Contracts tracking the blue-chip S&P 500 fell 2.8 per cent and those for the tech-heavy Nasdaq 100 slid 3.4 per cent.
Chinese markets plunged, with Hong Kong’s Hang Seng index down more than 10 per cent and the mainland CSI 300 index down 5.8 per cent.
In Japan, the Topix was down 6.5 per cent, having fallen as much as 9.6 per cent, while the Nikkei 225 declined 6.3 per cent. Australia’s S&P/ASX 200 and Korea’s Kospi were also down more than 4 per cent.
The declines come after more than $5tn was erased from the S&P 500 on Thursday and Friday at the end of its worst week since the onset of the coronavirus pandemic in 2020. The S&P 500’s more than 10 per cent decline over Thursday and Friday is only the fourth time in the past 85 years that the index has fallen so far so fast.
Trump’s move to upend the global trade order by implementing huge levies on US imports has deepened concerns about the trajectory of the world’s economy. China announced retaliatory duties on Friday of 34 per cent.
Commodities also sustained heavy losses, with West Texas Intermediate, the US oil price benchmark, falling 3.4 per cent to $59.80 a barrel. International benchmark Brent crude dropped 3.4 per cent to $63.35.
LME copper, widely seen as a proxy for growth because of its industrial usage, fell more than 7 per cent to $8,690 a tonne.
Bitcoin fell 0.8 per cent to $78,198 a token. The US dollar declined 0.3 per cent against a basket of its largest trading partner currencies, while the Japanese yen rose 0.8 per cent to ¥145.6 a dollar. The offshore Chinese renminbi, which trades freely, fell 0.2 per cent to Rmb7.31 per dollar.
Japanese Prime Minister Shigeru Ishiba said he would visit the US to meet Trump as soon as possible, but that in the meantime the country “must ready a package of measures on what Japan can do”.

DATA SECTION:

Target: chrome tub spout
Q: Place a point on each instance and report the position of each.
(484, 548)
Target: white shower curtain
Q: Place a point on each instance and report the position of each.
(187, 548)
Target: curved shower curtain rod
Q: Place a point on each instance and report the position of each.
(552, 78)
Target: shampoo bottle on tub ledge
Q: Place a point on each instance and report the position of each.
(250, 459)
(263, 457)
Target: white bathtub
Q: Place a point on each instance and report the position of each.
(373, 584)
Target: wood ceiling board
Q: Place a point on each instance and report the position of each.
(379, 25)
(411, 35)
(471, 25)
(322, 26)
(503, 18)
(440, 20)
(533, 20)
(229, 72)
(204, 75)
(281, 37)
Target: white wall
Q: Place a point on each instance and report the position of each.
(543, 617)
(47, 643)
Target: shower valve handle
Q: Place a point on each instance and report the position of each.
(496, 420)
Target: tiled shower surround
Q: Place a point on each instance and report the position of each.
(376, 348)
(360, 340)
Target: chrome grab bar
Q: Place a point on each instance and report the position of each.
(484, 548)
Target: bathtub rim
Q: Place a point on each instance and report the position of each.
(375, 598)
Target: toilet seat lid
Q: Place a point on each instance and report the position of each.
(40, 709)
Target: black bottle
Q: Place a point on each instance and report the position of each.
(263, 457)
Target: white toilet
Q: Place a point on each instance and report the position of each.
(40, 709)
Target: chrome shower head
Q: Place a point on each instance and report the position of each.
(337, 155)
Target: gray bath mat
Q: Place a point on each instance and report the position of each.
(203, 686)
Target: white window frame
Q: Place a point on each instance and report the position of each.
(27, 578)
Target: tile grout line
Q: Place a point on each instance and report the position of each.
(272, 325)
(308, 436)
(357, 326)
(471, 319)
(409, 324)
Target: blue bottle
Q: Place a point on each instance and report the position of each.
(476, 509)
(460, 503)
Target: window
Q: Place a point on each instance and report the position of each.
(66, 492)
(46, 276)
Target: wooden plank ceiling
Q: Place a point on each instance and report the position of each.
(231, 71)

EXERCISES TO COMPLETE:
[A] Please extract the passage of the market report from "Contracts tracking the" up to and including "5.8 per cent.".
[B] According to the market report, what rate of retaliatory duties did China announce on Friday?
The records have nothing to do with the market report.

RESPONSES:
[A]
Contracts tracking the blue-chip S&P 500 fell 2.8 per cent and those for the tech-heavy Nasdaq 100 slid 3.4 per cent.
Chinese markets plunged, with Hong Kong’s Hang Seng index down more than 10 per cent and the mainland CSI 300 index down 5.8 per cent.

[B] 34 per cent.